Exercise requirements:
a. How would you render this sentence from the excerpt on the Sumter poultry debate in Spanish: "Councilman Jimmy Byrd also said his position is the opposite of the e-mail sent on council's behalf."?
b. Can you sum up the excerpt on the Sumter poultry debate in two sentences?
c. Could you return the passage of the excerpt on the Sumter poultry debate from "Byrd said he" up to and including "of the e-mail."?

The issue is so strongly felt in Sumter that
Baten and Councilman Charles Edens, whose views are often
polar opposites, find themselves on the same side of the
table.
Councilman Jimmy Byrd also said his position is
the opposite of the e-mail sent on council's behalf.
Byrd said he supports home rule, but sometimes local
governments overreach.
"Someone needs to step in and
say, 'Listen, you're going too far,'" he said.
Edens, a
poultry farmer himself, said he believes the DHEC standards
are strict enough. In addition, poultry farming is one of the
few viable options left to small farmers, he
said.
Councilman Roland Robinson, however, said he
agreed with the gist of the e-mail.
"I think they
should leave that to the county," he said.
Lawmakers
have a tendency to start passing laws without consulting local
officials, he said, and while Sumter certainly doesn't want
Gold Kist to close, there are other ways to deal with their
problems, such as the stricter setbacks that Orangeburg County
passed.
"They should deal with Orangeburg and try to
get them to change it," Robinson said.
Sumter's
resident House members both appear poised to support the
bill.
State Rep. David Weeks, D-Sumter, said he is
leaning toward supporting the bill.
"This has been one
of the bills that I've agonized over as much as any bill
that's come before us this year," he said.
He supports
home rule, he said, but he's also concerned about local
industry. Whether the poultry industry will be affected as
much as its publicity suggests is still up in the air, but
he's still coming down on the side of jobs this time, Weeks
said.

Given records:
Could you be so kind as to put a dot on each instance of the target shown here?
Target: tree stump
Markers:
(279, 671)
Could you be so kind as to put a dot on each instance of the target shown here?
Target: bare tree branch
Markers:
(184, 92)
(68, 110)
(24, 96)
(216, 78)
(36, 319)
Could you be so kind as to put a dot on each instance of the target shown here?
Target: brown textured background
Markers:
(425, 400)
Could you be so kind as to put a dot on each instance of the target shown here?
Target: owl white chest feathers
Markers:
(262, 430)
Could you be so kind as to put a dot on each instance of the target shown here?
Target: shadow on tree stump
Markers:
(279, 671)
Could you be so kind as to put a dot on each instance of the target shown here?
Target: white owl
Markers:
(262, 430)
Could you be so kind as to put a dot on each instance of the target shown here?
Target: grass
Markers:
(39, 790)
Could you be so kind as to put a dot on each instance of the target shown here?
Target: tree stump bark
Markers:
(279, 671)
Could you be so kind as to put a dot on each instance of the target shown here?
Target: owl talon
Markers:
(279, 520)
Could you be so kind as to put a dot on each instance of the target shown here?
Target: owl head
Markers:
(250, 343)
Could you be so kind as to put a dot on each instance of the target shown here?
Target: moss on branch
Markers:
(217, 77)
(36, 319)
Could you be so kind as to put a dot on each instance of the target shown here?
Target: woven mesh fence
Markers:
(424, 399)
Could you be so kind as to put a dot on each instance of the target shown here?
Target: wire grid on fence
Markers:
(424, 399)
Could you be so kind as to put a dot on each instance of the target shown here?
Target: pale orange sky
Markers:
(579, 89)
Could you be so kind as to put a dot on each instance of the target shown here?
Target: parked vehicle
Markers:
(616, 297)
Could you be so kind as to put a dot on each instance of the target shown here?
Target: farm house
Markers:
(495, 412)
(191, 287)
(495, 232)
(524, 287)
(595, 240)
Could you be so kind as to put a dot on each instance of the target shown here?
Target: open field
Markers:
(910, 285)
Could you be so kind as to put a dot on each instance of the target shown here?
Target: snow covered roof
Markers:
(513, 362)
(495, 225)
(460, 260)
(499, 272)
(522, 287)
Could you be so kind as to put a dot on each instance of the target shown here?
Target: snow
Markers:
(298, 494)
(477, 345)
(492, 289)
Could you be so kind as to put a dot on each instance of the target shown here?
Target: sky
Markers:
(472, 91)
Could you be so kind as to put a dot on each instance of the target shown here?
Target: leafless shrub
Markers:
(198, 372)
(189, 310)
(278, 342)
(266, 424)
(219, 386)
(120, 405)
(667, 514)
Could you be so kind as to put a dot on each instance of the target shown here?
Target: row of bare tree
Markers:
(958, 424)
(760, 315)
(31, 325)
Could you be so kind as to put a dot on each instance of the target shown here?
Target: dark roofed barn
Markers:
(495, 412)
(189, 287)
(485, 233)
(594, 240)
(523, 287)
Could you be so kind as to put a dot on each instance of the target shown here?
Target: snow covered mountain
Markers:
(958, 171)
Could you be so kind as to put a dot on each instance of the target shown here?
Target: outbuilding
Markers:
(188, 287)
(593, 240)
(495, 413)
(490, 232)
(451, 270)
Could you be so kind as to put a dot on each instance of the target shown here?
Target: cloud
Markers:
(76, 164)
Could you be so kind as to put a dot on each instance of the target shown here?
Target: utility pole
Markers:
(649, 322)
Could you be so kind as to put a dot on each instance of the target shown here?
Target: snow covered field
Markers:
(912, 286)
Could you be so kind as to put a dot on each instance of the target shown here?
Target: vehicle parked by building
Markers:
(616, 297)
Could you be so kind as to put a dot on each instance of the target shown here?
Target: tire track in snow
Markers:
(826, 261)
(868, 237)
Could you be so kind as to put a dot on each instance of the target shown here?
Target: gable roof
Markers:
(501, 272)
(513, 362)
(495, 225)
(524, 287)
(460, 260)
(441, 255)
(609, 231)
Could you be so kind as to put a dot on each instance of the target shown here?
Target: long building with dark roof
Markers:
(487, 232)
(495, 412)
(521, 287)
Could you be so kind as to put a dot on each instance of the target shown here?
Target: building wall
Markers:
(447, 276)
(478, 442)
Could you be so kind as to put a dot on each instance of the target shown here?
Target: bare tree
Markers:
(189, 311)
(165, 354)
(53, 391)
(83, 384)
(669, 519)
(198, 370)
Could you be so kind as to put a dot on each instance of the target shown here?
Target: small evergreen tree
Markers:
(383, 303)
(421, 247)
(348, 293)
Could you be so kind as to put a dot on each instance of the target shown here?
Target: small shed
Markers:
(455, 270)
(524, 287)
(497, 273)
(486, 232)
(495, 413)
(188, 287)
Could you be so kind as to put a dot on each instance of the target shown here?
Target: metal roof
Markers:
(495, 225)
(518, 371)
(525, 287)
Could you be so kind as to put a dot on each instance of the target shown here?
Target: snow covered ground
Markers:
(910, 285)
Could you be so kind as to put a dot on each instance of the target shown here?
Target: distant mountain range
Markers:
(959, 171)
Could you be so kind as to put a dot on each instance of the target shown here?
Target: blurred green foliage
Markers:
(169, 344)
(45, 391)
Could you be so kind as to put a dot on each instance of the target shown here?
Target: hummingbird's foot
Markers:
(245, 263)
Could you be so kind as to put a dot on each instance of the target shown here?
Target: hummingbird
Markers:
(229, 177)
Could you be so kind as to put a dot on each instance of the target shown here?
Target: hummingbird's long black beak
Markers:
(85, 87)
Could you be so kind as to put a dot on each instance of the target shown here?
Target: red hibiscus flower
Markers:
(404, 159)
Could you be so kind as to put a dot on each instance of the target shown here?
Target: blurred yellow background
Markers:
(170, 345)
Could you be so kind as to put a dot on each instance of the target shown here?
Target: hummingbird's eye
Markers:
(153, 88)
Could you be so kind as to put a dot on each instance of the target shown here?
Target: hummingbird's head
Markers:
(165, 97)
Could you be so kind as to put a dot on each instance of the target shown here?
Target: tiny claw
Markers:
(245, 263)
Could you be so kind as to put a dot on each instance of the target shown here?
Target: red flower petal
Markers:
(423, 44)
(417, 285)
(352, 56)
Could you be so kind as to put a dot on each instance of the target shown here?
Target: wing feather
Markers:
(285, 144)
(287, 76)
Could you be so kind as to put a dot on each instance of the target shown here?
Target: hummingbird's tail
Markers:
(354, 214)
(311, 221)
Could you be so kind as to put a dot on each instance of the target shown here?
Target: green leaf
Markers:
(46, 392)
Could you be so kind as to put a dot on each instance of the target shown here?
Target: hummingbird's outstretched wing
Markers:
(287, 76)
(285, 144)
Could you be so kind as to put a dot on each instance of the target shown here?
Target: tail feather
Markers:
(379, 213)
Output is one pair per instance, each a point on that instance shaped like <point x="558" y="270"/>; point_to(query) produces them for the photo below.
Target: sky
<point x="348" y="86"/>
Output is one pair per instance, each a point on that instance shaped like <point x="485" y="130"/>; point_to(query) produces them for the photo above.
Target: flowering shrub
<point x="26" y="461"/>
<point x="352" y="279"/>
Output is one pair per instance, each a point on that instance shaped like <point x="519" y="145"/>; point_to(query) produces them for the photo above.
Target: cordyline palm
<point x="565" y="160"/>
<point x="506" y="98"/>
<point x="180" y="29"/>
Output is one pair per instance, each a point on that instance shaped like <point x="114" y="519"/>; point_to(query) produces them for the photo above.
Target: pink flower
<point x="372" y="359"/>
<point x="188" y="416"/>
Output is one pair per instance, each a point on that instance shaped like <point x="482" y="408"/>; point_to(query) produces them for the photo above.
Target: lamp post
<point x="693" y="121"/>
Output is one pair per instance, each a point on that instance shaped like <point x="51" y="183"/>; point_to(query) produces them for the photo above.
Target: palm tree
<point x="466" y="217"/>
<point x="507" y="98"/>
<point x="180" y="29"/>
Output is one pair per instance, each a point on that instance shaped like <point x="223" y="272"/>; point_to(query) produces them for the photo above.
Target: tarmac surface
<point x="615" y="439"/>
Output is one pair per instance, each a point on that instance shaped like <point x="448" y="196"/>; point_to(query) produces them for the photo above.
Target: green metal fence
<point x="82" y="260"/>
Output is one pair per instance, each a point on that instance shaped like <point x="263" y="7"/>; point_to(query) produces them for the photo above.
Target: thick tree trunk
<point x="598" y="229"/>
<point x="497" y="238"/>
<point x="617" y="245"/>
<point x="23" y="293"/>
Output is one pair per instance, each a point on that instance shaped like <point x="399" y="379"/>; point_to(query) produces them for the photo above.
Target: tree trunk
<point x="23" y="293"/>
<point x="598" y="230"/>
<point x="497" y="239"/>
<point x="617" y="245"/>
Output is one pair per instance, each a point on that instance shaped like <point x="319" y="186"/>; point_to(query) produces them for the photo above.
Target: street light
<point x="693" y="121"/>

Full solutions:
a. El concejal Jimmy Byrd también dijo que su postura es la opuesta a la del correo electrónico enviado en nombre del concejo.

b. Sumter council members are divided over the e-mail sent on council's behalf: Jimmy Byrd says his position is the opposite of it, poultry farmer Charles Edens says the DHEC standards are strict enough, and Roland Robinson agrees with its gist and says the matter should be left to the county. Both of Sumter's resident House members appear poised to support the bill, and State Rep. David Weeks says that although he supports home rule, he is leaning toward supporting it because he is coming down on the side of jobs.

c.
Byrd said he supports home rule, but sometimes local
governments overreach.
"Someone needs to step in and
say, 'Listen, you're going too far,'" he said.
Edens, a
poultry farmer himself, said he believes the DHEC standards
are strict enough. In addition, poultry farming is one of the
few viable options left to small farmers, he
said.
Councilman Roland Robinson, however, said he
agreed with the gist of the e-mail.